┌─ Passage shown

Ana Beatriz Moser (born 14 August 1968 in Blumenau) is a Brazilian former volleyball player, who played as an outside hitter.

She was a member of the Women's National Team for over a decade, serving as the team captain and winning the squad's first Olympic Games medal at the 1996 Summer Olympics. She participated at the 1999 FIVB Volleyball Women's World Cup, helping Brazil qualify for the 2000 Summer Olympics, afterwards announcing she was retiring from the sport.

After retirement, Moser helped various sports-related social projects. In 2022, she was announced to become the Minister of Sports in the incoming government of Luiz Inácio Lula da Silva.

Clubs
 Transbrasil (1985–1988)
 Sadia Esporte Clube (1988–1991)
 Colgate/São Caetano (1991–1993)
 Leite Moça/Sorocaba (1993–1996)
 Mizuno/Uniban (1996–1997)
 Dayvit/Barueri (1997–1998)
 UNG (1998–1999)
 BCN/Osasco (1998–1999)

Awards

Individuals
 1987 FIVB U20 World Championship – "Most Valuable Player"
 1990 FIVB World Championship – "Best Spiker"
 1990–91 Brazilian Superliga – "Best Spiker" 
 1991 South American Championship – "Most Valuable Player"
 1991 South American Championship – "Best Spiker"
 1992 Summer Olympics – "Best Server"
 1994 FIVB Club World Championship – "Most Valuable Player"

└─
┌─ Supplied records

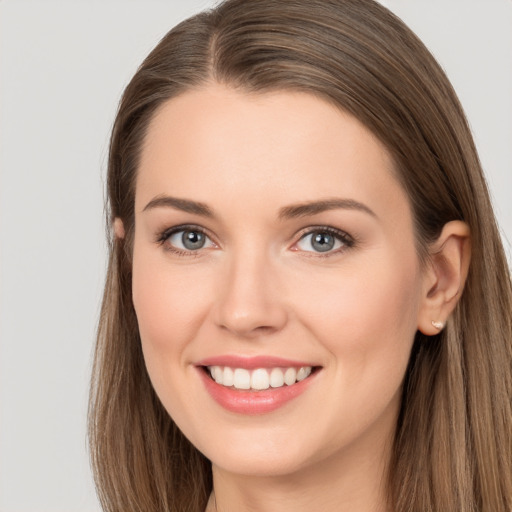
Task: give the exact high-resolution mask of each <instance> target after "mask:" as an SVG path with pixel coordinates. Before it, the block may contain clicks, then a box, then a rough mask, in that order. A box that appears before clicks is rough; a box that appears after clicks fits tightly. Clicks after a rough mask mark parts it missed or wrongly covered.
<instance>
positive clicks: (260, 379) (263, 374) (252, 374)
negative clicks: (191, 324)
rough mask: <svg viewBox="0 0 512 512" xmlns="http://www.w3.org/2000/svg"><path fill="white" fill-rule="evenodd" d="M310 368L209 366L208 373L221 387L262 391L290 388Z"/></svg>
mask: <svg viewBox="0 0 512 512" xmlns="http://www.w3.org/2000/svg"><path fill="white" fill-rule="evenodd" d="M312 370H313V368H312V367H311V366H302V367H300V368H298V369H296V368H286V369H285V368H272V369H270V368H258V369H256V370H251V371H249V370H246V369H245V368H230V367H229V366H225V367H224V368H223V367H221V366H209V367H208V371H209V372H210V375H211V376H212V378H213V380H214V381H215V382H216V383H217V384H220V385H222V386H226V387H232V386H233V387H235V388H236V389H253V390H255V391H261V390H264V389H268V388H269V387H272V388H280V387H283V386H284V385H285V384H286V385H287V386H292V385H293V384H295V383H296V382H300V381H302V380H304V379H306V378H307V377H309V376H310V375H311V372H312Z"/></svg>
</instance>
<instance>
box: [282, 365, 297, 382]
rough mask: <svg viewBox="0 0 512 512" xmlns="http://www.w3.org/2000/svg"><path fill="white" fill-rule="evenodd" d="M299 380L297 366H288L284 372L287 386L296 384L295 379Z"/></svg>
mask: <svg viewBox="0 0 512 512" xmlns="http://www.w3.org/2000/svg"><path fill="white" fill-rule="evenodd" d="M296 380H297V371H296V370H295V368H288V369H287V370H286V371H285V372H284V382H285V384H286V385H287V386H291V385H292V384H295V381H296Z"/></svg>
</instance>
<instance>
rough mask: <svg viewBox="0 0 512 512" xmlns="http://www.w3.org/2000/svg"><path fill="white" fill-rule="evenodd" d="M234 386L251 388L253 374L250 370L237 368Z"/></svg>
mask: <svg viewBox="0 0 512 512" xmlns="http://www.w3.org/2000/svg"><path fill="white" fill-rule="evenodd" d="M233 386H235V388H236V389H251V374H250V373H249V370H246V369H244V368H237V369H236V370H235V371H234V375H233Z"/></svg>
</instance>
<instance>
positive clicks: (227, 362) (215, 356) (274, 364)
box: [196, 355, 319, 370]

└─
┌─ Supplied records

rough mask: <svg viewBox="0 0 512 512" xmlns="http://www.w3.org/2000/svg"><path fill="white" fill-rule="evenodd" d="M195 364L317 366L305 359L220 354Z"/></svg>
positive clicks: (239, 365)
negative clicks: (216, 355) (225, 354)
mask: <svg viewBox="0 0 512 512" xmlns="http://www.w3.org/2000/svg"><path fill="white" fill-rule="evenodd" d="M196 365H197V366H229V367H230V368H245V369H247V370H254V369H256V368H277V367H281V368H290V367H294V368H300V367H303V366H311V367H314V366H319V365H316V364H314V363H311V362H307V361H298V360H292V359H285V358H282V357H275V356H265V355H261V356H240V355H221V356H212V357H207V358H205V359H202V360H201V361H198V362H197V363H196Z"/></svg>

└─

Instructions
(A) From the Ana Moser biography, retype the passage from "Ana Beatriz Moser" up to and including "Transbrasil (1985–1988)".
(B) Put this sentence from the Ana Moser biography into Spanish: "After retirement, Moser helped various sports-related social projects."
(C) Write what comes next in the Ana Moser biography, picking up after its final line.

Results in order
(A)
Ana Beatriz Moser (born 14 August 1968 in Blumenau) is a Brazilian former volleyball player, who played as an outside hitter.

She was a member of the Women's National Team for over a decade, serving as the team captain and winning the squad's first Olympic Games medal at the 1996 Summer Olympics. She participated at the 1999 FIVB Volleyball Women's World Cup, helping Brazil qualify for the 2000 Summer Olympics, afterwards announcing she was retiring from the sport.

After retirement, Moser helped various sports-related social projects. In 2022, she was announced to become the Minister of Sports in the incoming government of Luiz Inácio Lula da Silva.

Clubs
 Transbrasil (1985–1988)

(B) Después de retirarse, Moser ayudó a varios proyectos sociales relacionados con el deporte.

(C)
 1994 FIVB Club World Championship – "Best Server"
 1995 FIVB World Grand Prix – "Best Server"
 1995–96 Brazilian Superliga – "Best Scorer" 
 1996–97 Brazilian Superliga – "Best Scorer"

References

1968 births
Living people
Brazilian women's volleyball players
Olympic volleyball players of Brazil
Volleyball players at the 1988 Summer Olympics
Volleyball players at the 1992 Summer Olympics
Volleyball players at the 1996 Summer Olympics
Olympic bronze medalists for Brazil
People from Blumenau
Olympic medalists in volleyball
Medalists at the 1996 Summer Olympics
Pan American Games silver medalists for Brazil
Pan American Games medalists in volleyball
Wing spikers
Volleyball players at the 1991 Pan American Games
Medalists at the 1991 Pan American Games
Sportspeople from Santa Catarina (state)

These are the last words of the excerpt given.